* _The exercise_
Update every entry below by replacing "with one point" with "with a single point" wherever it appears, leaving all other text unchanged. Omit the pictures from your response.

* _Provided material_
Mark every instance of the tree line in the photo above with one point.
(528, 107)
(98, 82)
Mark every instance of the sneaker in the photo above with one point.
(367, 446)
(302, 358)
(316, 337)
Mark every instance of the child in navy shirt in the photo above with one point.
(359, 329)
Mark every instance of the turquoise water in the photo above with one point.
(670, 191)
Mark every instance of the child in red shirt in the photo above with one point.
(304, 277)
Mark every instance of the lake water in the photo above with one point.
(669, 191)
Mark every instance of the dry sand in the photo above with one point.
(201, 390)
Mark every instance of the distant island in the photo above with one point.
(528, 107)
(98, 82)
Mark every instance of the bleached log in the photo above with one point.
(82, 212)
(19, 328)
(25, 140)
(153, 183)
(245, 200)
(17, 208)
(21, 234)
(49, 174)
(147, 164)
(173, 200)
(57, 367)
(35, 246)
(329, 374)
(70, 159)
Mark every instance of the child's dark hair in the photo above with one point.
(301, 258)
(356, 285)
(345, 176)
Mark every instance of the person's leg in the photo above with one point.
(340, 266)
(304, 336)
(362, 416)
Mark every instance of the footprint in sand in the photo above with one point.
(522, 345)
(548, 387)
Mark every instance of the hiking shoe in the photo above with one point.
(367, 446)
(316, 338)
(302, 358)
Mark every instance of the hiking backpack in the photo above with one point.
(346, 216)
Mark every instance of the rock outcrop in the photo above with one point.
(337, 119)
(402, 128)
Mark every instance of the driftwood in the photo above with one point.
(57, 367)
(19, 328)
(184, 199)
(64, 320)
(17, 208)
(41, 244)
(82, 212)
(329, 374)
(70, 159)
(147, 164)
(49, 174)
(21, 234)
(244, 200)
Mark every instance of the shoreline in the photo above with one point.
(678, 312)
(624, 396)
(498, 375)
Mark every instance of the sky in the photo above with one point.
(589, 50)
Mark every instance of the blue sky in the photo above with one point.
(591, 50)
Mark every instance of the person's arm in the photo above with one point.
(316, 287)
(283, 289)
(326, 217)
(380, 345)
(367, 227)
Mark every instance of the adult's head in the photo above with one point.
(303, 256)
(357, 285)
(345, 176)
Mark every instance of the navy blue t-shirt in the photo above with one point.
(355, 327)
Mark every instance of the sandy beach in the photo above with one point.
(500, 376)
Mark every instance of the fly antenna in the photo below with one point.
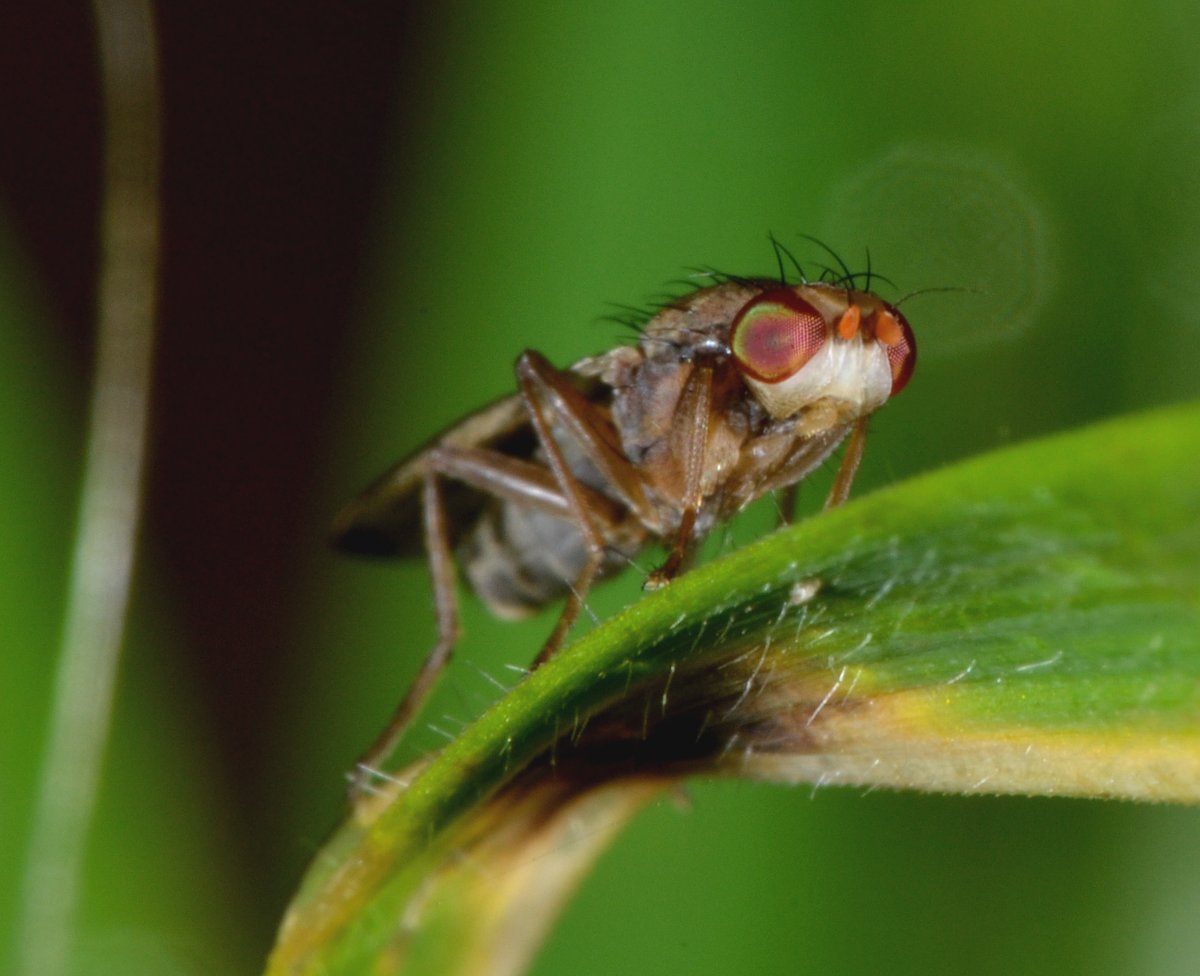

* _Task solution_
Mark every instance of the tree line in the photo above with a single point.
(528, 107)
(98, 82)
Mark every instance of the sneaker in the photo above with a single point.
(367, 446)
(302, 358)
(316, 337)
Mark every instance of the child in navy shirt in the photo above with a single point.
(359, 329)
Mark every instance of the turquoise water in the photo above with a single point.
(670, 191)
Mark every instance of the child in red shirt in the photo above with a single point.
(304, 277)
Mark every instance of the lake water in the photo above with a single point.
(669, 191)
Mark every instance of the dry sand in the photo above with a single point.
(201, 390)
Mark every instance of the distant island in the photo above with a single point.
(528, 107)
(98, 82)
Mark every instance of the bleached log in the photo above with a single point.
(82, 212)
(19, 328)
(25, 140)
(153, 183)
(245, 200)
(17, 208)
(21, 234)
(49, 174)
(147, 164)
(173, 200)
(57, 367)
(35, 246)
(329, 374)
(70, 159)
Mark every instance of the child's dark hair in the photo above with a single point.
(301, 258)
(356, 285)
(345, 176)
Mark every instance of the person's leg in the photo above with a single point.
(340, 266)
(304, 336)
(362, 416)
Mark every instance of the footprint in sand in the photo above with a single point.
(522, 345)
(548, 387)
Mark every instance of the hiking shoe in the photo above with a single point.
(367, 446)
(316, 338)
(302, 358)
Mark every instance of the hiking backpack in the photo above with a single point.
(346, 216)
Mark every instance of the rock outcrop in the photo above with a single point.
(337, 119)
(402, 128)
Mark every instance of the driftwood in the photo above with a single point.
(57, 367)
(19, 328)
(184, 199)
(64, 320)
(17, 208)
(41, 244)
(82, 212)
(329, 374)
(70, 159)
(147, 164)
(49, 174)
(21, 234)
(244, 200)
Mark every instance of the shoreline in the photo above with a single point.
(678, 312)
(624, 396)
(498, 375)
Mark every instance of the sky in the photo above with a single point.
(589, 50)
Mark every instance of the blue sky in the photo above with a single point.
(591, 50)
Mark every instance of the person's arm in the photo above with a single point.
(316, 287)
(283, 289)
(326, 217)
(380, 345)
(367, 227)
Mark every instance of the adult's head in the photo above with a single point.
(303, 256)
(357, 285)
(345, 176)
Mark every instance of the navy blue t-shirt in the photo above with a single point.
(355, 327)
Mark every instance of the sandy beach in the photo above with a single point.
(500, 376)
Mark every instance of the fly antenna in the photo below with a single point.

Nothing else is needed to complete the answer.